PROBLEM DETAILS :: Report the number of lines in the listing below that contain the string "brick", with matching being case-sensitive. Output the number alone.

DATA SUPPLIED ::
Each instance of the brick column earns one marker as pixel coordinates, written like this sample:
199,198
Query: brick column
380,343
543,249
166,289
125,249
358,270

WORKED ANSWER :: 2